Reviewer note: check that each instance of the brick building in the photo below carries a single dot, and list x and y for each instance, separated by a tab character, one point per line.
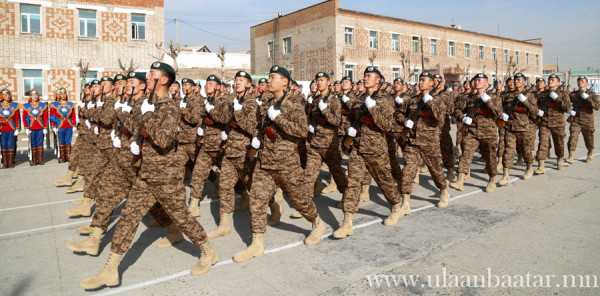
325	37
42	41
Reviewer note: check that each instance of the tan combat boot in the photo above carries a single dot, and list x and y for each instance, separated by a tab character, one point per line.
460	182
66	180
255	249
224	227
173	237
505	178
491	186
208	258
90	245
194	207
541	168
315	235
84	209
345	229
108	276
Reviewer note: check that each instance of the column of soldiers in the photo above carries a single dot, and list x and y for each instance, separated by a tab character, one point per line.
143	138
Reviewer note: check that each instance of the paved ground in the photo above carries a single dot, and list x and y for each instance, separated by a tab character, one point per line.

+ + + + +

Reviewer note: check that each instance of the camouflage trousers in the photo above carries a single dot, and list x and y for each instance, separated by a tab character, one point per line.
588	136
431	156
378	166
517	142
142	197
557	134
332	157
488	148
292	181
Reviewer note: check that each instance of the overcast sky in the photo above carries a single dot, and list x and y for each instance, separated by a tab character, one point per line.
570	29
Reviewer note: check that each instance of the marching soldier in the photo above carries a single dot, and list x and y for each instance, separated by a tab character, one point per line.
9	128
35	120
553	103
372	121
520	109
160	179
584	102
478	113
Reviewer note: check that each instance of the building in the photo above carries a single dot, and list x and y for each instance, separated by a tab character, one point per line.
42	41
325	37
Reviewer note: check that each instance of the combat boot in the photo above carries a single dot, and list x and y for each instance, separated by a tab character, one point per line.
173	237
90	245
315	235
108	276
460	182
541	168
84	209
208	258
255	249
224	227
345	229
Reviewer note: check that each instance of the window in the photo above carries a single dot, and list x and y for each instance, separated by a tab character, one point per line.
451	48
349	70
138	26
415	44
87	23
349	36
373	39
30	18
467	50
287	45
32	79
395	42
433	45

+ + + + +

Directions: Restate word for word every line from the one with "Reviewer note: check that each instance of the brick" up to and including the one with "Reviewer note: check that each instance of the paved" in the records above, minus the pictures.

Exercise answer:
Reviewer note: check that each instance of the brick building in the photo below carries a single dot, and list x and y for each instance, separated by a tab character, one point per line.
325	37
42	41
Reviewer note: check that each instance of the tan combat boot in the photo above carries a single dot, and list x and y for each instance, separated by a tab character, one point per line.
460	182
66	180
255	249
224	227
173	237
505	178
491	186
208	258
90	245
194	207
541	168
315	235
84	209
345	229
108	276
Reviewer note: check that each instance of the column of soldiers in the photo above carries a single dot, and list x and y for each instance, separated by a tab character, one point per line.
143	138
Reviewer note: check that each instance of the paved ground in the photo above carries a single dot, and list x and y for each instance, separated by a tab character, one point per line.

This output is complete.